→ **Set exercise**
Pull out each line of the listing below that contains the word "sample".

→ **Provided data**
--

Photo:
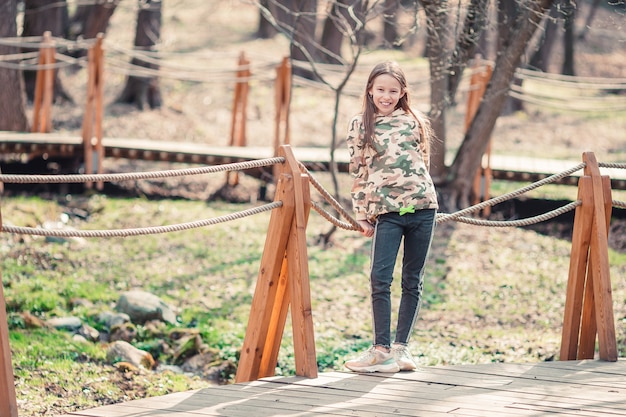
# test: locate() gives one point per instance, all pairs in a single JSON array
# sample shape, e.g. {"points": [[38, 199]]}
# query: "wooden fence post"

--

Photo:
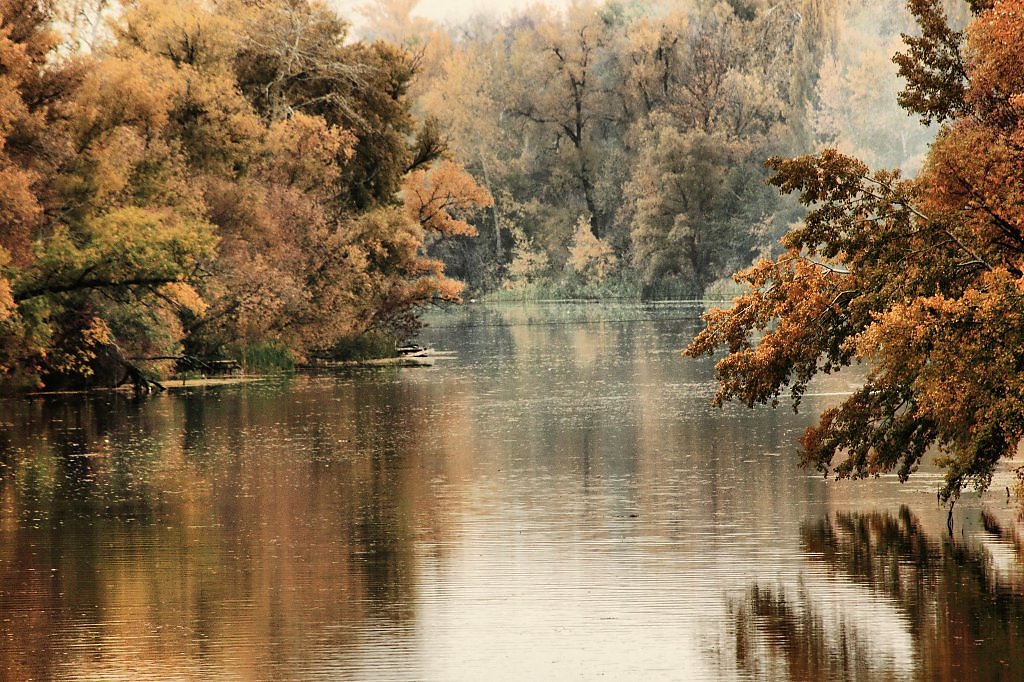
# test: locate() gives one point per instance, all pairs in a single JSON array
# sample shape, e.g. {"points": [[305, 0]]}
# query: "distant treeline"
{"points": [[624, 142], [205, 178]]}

--

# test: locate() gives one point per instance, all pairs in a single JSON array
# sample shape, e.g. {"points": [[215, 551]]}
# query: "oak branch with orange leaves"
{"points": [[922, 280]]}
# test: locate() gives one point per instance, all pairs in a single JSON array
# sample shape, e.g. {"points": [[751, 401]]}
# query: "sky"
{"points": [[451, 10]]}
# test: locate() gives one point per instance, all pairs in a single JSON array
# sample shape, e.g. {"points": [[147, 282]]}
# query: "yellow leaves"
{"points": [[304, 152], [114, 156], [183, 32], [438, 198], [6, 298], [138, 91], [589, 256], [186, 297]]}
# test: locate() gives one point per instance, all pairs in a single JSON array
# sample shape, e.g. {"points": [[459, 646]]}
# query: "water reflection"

--

→ **Output of the exercise**
# sample shape, e.g. {"points": [[38, 199]]}
# sample shape, e.g. {"points": [[305, 0]]}
# sample shape, e.g. {"points": [[215, 551]]}
# sample shape, e.g. {"points": [[751, 401]]}
# sample shape, e.g. {"points": [[147, 282]]}
# sample shape, e.g. {"points": [[459, 646]]}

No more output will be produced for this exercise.